### [Brief]
Report each line of the records below that holds the word "path".
Content starts
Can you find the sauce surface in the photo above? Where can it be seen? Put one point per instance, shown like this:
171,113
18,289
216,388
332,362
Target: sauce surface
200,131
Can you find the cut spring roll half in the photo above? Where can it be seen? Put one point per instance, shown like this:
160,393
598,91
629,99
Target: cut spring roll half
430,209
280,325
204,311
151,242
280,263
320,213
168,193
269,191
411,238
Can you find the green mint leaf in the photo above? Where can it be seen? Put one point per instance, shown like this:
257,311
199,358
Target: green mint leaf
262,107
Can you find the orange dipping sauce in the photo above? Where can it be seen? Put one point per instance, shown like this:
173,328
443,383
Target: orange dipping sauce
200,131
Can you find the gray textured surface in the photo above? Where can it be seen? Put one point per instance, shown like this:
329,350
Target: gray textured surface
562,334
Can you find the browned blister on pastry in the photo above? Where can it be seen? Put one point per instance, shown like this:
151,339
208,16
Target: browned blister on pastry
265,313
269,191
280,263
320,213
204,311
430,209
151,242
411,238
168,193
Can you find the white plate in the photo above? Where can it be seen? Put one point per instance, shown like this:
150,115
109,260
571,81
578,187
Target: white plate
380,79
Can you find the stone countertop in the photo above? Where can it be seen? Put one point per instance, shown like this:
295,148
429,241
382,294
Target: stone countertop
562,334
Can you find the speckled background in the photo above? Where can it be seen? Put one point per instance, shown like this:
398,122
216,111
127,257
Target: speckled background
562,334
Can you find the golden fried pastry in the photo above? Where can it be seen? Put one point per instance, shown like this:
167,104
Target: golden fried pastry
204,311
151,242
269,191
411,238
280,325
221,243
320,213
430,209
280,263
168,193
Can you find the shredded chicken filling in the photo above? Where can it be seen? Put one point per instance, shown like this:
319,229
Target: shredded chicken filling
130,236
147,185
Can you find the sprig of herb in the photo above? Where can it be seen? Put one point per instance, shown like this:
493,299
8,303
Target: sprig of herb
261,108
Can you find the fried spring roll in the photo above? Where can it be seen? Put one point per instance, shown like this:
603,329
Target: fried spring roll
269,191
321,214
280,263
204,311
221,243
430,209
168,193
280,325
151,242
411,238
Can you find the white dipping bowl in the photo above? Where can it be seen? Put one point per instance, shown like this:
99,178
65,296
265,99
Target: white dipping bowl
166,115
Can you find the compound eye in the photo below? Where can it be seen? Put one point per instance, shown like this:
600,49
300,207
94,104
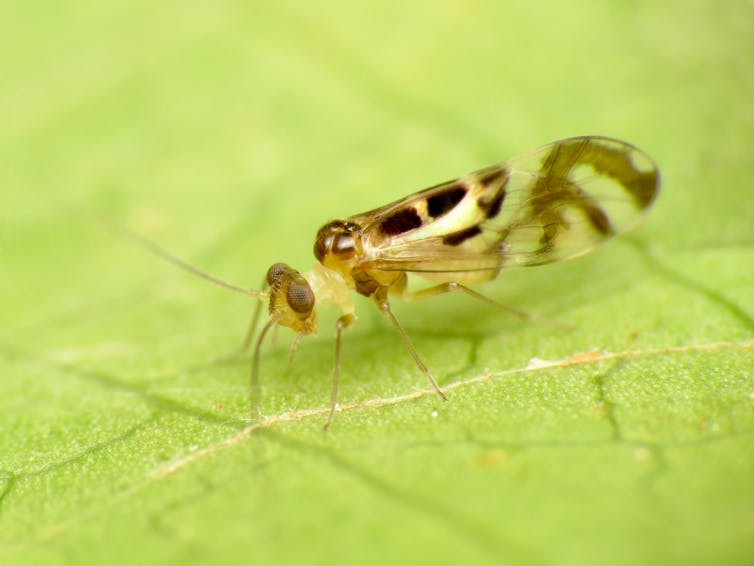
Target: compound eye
300,297
275,271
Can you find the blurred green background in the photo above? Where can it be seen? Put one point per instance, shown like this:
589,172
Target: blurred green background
229,132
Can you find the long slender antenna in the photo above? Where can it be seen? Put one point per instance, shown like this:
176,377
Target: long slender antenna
158,250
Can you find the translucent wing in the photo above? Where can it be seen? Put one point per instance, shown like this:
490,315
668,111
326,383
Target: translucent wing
561,201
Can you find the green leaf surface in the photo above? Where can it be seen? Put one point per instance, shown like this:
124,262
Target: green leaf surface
229,132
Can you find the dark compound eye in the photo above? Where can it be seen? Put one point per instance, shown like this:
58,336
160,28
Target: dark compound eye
300,297
276,271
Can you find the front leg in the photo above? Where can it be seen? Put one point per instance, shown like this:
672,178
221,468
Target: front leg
343,322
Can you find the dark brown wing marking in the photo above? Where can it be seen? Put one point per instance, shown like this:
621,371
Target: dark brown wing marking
444,201
457,238
558,202
401,221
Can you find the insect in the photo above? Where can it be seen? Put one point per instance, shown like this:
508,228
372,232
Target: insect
558,202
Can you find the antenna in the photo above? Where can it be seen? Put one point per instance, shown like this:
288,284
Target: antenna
159,251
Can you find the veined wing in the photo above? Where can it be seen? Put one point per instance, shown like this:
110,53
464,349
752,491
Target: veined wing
559,202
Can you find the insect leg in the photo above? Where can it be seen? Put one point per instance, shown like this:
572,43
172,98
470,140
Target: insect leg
343,322
254,391
452,286
384,307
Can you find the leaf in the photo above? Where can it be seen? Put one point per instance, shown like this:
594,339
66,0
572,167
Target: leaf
229,133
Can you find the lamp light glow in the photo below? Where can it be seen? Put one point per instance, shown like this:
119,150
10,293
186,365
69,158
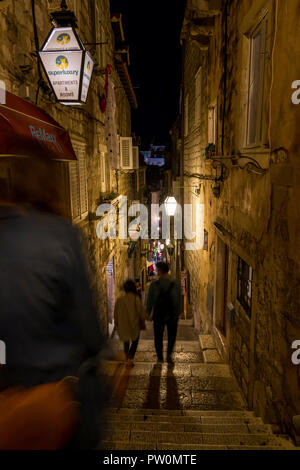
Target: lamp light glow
170,205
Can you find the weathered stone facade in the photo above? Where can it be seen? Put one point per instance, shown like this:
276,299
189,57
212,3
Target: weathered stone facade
86,125
256,216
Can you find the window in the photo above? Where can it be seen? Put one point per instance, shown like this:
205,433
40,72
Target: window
186,116
198,92
245,281
212,125
78,183
258,40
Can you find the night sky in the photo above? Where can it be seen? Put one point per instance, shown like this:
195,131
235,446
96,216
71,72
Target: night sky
152,30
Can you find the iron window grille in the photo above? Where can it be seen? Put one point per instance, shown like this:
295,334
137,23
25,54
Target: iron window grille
245,285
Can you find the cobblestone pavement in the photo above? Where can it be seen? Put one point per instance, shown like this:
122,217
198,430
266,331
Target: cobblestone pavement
195,404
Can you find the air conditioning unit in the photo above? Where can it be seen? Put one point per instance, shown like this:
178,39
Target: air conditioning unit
136,153
126,153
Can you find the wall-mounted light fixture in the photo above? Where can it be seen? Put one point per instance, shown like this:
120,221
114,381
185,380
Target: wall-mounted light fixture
66,62
170,205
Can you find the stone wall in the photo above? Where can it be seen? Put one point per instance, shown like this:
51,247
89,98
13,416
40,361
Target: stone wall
18,68
257,214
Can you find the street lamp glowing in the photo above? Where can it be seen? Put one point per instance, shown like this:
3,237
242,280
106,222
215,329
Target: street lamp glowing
66,62
170,205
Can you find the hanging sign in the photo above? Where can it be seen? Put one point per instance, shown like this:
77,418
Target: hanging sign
68,66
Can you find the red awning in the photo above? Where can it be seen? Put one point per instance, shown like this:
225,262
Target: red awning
26,130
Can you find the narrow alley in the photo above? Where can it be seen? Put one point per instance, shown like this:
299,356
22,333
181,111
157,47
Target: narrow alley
149,200
195,404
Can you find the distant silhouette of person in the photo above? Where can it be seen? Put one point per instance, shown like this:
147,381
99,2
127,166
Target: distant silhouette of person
138,288
164,306
129,316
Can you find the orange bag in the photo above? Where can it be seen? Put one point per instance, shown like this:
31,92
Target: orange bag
40,418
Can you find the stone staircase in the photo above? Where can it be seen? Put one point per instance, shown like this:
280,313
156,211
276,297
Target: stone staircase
195,405
131,429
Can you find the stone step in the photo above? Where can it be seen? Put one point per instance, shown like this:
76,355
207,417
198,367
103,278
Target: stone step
201,428
147,345
196,438
191,413
109,445
181,370
166,419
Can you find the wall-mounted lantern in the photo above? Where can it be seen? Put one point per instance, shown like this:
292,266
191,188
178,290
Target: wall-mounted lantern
170,205
66,62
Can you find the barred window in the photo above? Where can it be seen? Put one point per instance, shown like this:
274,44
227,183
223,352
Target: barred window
245,282
78,183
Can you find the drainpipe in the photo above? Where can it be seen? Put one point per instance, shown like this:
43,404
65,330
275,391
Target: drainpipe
182,153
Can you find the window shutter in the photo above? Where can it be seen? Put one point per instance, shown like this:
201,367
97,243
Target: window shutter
186,116
198,91
74,189
135,157
126,156
256,83
103,172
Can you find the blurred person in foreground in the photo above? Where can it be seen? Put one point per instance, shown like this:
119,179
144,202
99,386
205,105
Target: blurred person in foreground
129,316
164,307
51,393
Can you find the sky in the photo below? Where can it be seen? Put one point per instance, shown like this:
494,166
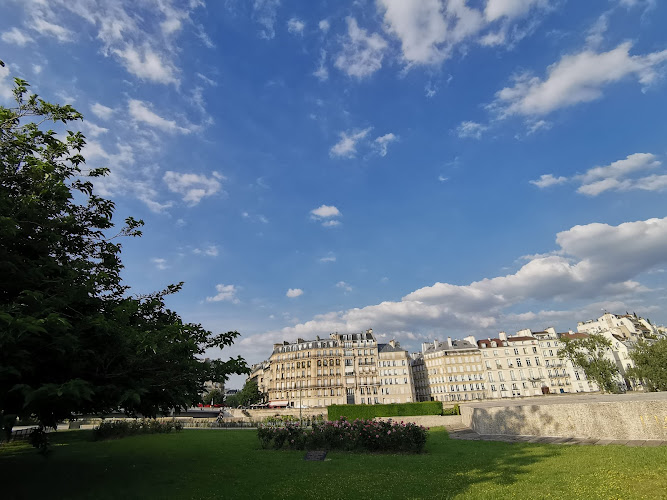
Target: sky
424,168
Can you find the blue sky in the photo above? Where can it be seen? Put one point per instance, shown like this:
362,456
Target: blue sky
423,168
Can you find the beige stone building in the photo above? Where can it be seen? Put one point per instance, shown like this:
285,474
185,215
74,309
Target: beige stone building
338,370
449,371
396,382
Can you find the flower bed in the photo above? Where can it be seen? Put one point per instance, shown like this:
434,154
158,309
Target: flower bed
358,435
121,428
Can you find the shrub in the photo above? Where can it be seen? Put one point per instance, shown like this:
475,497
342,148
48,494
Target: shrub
358,435
121,428
455,410
390,410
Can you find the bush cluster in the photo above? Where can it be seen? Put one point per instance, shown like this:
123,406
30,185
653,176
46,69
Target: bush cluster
121,428
455,410
390,410
280,420
357,435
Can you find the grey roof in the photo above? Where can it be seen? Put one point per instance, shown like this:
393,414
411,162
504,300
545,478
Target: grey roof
456,345
389,348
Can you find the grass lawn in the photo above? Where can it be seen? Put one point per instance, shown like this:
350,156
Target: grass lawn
230,464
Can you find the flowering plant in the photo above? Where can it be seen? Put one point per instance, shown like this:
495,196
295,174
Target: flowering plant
357,435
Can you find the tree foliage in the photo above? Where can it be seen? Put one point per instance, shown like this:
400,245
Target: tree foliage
72,340
650,365
214,397
589,355
250,394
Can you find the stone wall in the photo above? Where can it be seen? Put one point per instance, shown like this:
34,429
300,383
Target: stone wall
636,417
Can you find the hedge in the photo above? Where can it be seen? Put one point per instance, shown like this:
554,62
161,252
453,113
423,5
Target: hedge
358,435
391,410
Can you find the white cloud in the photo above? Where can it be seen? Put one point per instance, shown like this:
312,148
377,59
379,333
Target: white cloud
347,146
294,292
143,36
46,28
326,214
592,261
575,79
429,29
330,257
92,130
17,37
126,177
296,26
632,163
383,141
148,64
325,211
193,187
101,111
226,293
361,54
209,251
322,73
141,113
160,264
511,9
547,180
5,85
471,130
617,176
265,13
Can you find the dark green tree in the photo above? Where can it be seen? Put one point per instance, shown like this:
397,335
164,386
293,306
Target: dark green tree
72,340
214,397
650,365
250,394
589,355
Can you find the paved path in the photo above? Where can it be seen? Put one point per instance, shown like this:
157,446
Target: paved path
Content ends
### [Written response]
Can you find the paved path in the photo above? Where can it be seen? Put one point per instance, shown like this:
Target: paved path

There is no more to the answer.